(Stored items from a collection)
------------------------------------------------

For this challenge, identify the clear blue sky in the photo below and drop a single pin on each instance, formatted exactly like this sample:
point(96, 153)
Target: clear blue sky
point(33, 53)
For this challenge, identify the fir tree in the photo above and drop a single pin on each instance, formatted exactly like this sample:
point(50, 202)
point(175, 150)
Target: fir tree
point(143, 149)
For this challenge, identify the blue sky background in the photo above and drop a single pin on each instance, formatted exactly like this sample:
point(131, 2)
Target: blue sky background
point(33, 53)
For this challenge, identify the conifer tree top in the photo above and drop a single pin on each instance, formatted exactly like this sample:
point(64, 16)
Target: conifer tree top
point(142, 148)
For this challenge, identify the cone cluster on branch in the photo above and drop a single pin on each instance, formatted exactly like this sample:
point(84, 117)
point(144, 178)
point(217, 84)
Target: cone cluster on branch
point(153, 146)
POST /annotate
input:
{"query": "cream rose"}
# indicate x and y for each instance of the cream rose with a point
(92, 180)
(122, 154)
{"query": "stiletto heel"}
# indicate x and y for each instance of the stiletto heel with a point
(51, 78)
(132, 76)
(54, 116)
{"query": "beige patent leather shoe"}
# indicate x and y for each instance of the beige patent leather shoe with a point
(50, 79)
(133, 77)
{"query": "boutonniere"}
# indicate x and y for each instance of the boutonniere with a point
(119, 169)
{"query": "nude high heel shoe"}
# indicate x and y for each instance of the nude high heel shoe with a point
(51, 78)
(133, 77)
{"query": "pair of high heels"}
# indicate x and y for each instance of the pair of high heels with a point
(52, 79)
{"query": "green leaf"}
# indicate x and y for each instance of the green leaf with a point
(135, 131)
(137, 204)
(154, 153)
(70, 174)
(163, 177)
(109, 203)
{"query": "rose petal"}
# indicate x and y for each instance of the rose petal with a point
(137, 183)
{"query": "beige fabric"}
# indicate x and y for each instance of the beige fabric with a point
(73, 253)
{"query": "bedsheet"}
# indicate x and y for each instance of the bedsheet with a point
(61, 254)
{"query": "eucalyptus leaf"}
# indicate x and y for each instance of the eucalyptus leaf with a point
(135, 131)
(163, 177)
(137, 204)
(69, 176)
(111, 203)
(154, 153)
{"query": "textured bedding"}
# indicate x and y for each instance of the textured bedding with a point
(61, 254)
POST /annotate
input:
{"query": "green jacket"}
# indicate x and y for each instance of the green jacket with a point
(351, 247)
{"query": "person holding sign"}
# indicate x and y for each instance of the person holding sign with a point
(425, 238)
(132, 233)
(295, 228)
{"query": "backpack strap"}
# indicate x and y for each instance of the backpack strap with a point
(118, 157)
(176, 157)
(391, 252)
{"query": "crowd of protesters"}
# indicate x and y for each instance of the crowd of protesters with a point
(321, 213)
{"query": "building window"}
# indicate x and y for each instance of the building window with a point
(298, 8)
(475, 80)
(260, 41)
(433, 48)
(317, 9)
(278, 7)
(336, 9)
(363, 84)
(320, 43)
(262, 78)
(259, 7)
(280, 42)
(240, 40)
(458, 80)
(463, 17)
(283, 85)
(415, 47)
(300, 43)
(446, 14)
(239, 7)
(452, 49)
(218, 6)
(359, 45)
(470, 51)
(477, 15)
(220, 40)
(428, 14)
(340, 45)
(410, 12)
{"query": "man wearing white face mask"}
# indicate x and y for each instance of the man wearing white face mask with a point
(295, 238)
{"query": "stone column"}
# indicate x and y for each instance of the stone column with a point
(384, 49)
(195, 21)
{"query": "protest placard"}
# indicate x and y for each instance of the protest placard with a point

------------------------------------------------

#### DIRECTIONS FOR THIS TASK
A copy of each line in the data above that holds the string "placard" is needed.

#### REPLY
{"query": "protest placard"}
# indicate x and y for each instance of the protest placard with a point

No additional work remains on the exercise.